## 本文
- - -
この象の呼び名を含め、その贈与のいきさつについては、同時代に編纂されたと思われるフランク王国年代記に詳しい[1][2]。また、アインハルトの『カール大帝伝』にも「象」の贈物について、事実を違えて略述されている[3][4][注釈 1]。また、ノトケル・バルブルス『カール大帝行伝』(Gesta Caroli Magni)にも記述があるが、これはより後年に編纂された作品である[6][注釈 2])。ただ、アッバース朝側の記録には、そうした一連の事実は伝わっていない[8][9]。
当時代の記録
中近東からヨーロッパへ
ハールーン・アッ=ラシード から進呈された生きた象の運搬は、カール大帝の王命を帯びてバグダードに行きフランク王国に帰還する使節、ユダヤ人イザーク (ラテン語: Isaac)の手にゆだねられた。(以下、「イザーク」はじめ、人名はラテン読みではなくドイツ読みを用いる)。
『フランク王国年代記』によれば、カール大帝は、ときを遡ること4年(つまり797年)にバグダードに座するハールーン・アッ=ラシード へイザークを含む3人の使節団を派遣していたが、801年になって、かれら3人の消息をイスラーム教圏側の使者のつてより知ることとなった。報によれば、イザークは象を託されて帰途についたものの、のこるラントフリートとジギムントは死んだという[2][10]。報せをもたらした使者のひとりはハールーンが差し遣わした者だったが、もうひとりはアフリカ(アグラブ朝イフリーキヤ)の総督イブラーヒーム・イブン・アル・アグラブからの使者であった[2][11]。 これを聞くやカール大帝は、エルカンバルトという名の書記官〔ノタリウス〕を リグーリア州 (ジェノヴァ市のある州) に派遣して、その象などの荷を搭載するための船団を手配させた[2]。
- - -
データソースの項目
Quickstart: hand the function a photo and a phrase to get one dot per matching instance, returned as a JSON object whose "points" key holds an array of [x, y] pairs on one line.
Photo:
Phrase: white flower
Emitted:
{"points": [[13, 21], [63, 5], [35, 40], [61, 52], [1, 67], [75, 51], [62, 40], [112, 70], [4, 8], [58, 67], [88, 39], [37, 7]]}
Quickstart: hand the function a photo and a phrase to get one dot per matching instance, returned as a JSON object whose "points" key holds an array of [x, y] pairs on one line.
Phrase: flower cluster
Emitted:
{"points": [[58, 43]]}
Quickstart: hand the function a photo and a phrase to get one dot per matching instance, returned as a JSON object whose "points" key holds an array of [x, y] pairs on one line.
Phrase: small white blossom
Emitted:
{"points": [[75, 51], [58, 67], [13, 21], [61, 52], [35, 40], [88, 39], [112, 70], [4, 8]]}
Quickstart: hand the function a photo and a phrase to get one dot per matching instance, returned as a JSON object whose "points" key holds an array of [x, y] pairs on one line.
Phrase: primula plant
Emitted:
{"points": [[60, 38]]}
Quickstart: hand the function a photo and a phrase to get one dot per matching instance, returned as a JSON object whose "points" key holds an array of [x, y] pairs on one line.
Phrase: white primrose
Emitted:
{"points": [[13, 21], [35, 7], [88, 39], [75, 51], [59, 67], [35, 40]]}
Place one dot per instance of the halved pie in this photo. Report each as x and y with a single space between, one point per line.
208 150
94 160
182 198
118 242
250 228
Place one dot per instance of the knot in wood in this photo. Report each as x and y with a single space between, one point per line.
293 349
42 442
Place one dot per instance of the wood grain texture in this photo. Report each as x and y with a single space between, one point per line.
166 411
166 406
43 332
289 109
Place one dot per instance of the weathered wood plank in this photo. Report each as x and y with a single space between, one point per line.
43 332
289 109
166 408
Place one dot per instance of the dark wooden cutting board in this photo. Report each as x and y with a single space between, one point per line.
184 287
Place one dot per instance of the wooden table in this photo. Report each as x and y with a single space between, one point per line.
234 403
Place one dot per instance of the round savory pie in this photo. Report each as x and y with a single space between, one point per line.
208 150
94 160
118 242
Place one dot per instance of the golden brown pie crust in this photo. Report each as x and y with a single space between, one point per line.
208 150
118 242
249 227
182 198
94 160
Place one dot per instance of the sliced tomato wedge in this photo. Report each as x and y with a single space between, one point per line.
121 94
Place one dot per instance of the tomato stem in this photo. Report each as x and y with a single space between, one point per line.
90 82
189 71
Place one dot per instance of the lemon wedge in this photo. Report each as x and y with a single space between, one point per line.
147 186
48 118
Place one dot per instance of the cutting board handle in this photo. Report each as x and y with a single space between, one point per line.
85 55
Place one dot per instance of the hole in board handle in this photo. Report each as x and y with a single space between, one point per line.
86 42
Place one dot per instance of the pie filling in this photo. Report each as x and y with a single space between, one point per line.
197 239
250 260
- - -
## 課題一覧
• a. 本文によると、カール大帝は象などの荷を運ぶ船団を手配させるため、書記官エルカンバルトをどこへ行かせましたか。
• b. 記録の中から「board」という語を含む行をすべて探し、その行を抜き出してください。

## 課題ごとの回答
• a. リグーリア州(ジェノヴァ市のある州)です。

• b.
Place one dot per instance of the dark wooden cutting board in this photo. Report each as x and y with a single space between, one point per line.
Place one dot per instance of the cutting board handle in this photo. Report each as x and y with a single space between, one point per line.
Place one dot per instance of the hole in board handle in this photo. Report each as x and y with a single space between, one point per line.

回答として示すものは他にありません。